__Objective__.
Can you output the lines below word for word, leaving the pictures out?

########

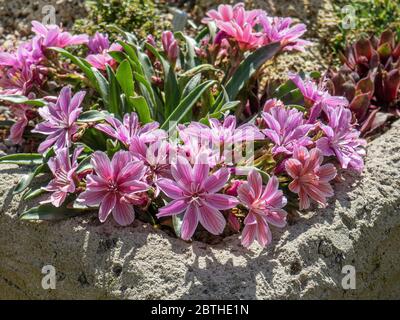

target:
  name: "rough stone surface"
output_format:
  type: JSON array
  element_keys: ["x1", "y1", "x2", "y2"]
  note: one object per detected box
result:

########

__Final answer__.
target:
  name: "rough stone surface"
output_format:
  type: JSON array
  element_keys: ["x1", "y1", "x2", "y2"]
  note: one object per detected box
result:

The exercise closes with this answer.